_Passage shown_
_ _ _ _
LEVSKI Academy
- Type: Public
- Established: 1942
- Affiliations: EUA
- Rector: prof. Pencho Geshev
- Students: 10,000+
- Location: Sofia, Bulgaria
- Campus: Urban;
- Colours: White
- Website: www.nsa.bg/en

= National Sports Academy "Vasil Levski" =

Public university in Sofia, Bulgaria

The Vassil Levski National Sports Academy (Национална Спортна Академия "Васил Левски"), commonly referred to as the NSA, is Bulgaria's premiere higher education institution specializing in teaching physical education. It is named after national hero Vasil Levski.

==History==
The academy was established in 1942 by a decree of Tsar Boris III as the Higher School for Physical Education (Висше Уилище за Телесно Възпитание). It was named Higher Institute for Physical Education and Sport (Висш Институт за Физическо Възпитание и Спорт) from 1953 to 1995.
In 1995, by decision of the National Assembly, the VIF was renamed the National Sports Academy. Discover a new, modernly-equipped educational building in the Student Town of Darvenica. A high-mountain training base at the Vitosha National Academy was created during that time.
_ _ _ _
Referring expression data

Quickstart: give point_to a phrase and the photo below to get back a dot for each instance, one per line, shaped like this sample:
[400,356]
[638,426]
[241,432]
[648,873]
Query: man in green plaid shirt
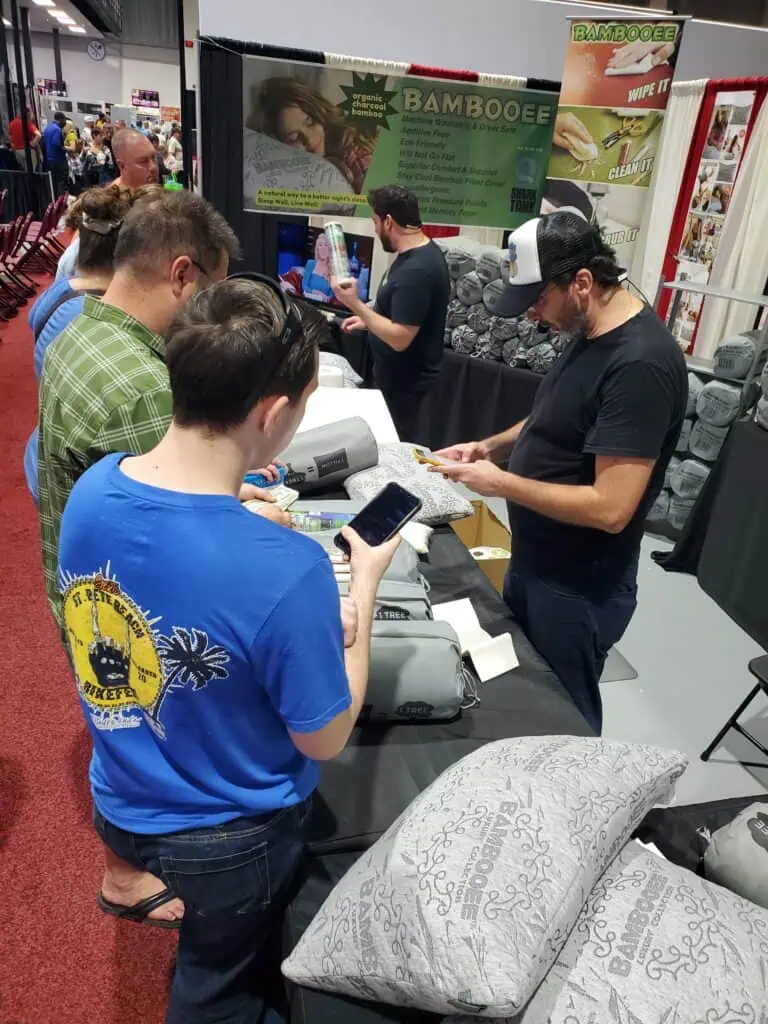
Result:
_ _ _ _
_Problem statement_
In the passage about the National Sports Academy, what was the institution named from 1953 to 1995?

_Response to the exercise_
Higher Institute for Physical Education and Sport